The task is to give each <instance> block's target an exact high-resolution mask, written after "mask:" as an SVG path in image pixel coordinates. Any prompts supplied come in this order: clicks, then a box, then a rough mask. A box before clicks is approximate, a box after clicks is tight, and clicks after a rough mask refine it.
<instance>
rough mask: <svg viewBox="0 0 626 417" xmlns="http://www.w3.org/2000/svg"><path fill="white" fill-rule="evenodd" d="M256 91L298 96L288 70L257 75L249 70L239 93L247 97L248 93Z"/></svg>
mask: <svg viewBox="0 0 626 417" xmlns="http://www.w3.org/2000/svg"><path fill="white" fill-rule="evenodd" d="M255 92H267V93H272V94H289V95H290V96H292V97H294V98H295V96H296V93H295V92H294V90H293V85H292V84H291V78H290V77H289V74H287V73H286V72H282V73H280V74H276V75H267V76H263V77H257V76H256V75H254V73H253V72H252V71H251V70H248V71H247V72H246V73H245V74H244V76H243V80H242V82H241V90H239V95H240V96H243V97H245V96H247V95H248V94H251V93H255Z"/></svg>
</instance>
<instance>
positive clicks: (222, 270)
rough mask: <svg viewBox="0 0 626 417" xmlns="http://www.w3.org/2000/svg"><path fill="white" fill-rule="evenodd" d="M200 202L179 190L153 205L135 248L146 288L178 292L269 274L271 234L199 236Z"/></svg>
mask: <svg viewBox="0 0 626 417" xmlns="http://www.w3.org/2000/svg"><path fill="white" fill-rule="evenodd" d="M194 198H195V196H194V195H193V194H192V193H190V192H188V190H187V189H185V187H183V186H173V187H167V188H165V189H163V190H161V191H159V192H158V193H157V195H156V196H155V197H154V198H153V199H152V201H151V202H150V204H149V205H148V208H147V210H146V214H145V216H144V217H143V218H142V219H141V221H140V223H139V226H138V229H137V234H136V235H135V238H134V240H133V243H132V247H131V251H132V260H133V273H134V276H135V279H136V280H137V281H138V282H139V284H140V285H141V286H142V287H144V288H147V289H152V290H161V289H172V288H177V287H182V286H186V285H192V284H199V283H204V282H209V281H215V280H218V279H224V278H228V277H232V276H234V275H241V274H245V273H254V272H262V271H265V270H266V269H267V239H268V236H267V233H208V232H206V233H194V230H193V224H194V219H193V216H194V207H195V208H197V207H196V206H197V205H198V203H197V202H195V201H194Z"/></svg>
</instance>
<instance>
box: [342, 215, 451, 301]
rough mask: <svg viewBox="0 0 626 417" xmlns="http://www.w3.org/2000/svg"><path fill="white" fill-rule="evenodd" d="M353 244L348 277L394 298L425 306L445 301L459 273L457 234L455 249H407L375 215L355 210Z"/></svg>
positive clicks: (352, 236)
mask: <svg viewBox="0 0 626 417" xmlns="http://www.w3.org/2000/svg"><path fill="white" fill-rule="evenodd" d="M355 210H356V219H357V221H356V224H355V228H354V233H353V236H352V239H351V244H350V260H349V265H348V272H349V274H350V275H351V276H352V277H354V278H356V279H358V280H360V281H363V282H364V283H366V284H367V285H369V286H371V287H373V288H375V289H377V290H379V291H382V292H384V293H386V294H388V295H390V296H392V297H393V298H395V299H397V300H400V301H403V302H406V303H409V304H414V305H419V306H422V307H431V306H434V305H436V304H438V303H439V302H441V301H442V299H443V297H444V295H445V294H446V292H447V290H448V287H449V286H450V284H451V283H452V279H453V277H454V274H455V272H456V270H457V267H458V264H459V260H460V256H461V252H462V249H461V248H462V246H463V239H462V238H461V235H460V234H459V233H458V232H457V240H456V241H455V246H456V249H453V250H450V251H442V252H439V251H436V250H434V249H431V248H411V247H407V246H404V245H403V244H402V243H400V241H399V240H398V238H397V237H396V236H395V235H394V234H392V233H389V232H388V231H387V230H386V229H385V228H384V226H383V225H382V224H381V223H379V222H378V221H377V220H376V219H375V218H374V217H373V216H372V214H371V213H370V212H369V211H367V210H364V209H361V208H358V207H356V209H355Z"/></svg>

·····

● **AIM OF THE EXERCISE**
When you reach the line with "box: [342, 215, 451, 301]" in the records above, start writing out lines exactly, and stop once the line with "244L348 277L394 298L425" has been written; include nothing else.

● **EXERCISE RESPONSE**
box: [342, 215, 451, 301]
rough mask: <svg viewBox="0 0 626 417" xmlns="http://www.w3.org/2000/svg"><path fill="white" fill-rule="evenodd" d="M353 244L348 277L394 298L425 306L445 301L459 273L457 234L455 249H407L375 215L355 210Z"/></svg>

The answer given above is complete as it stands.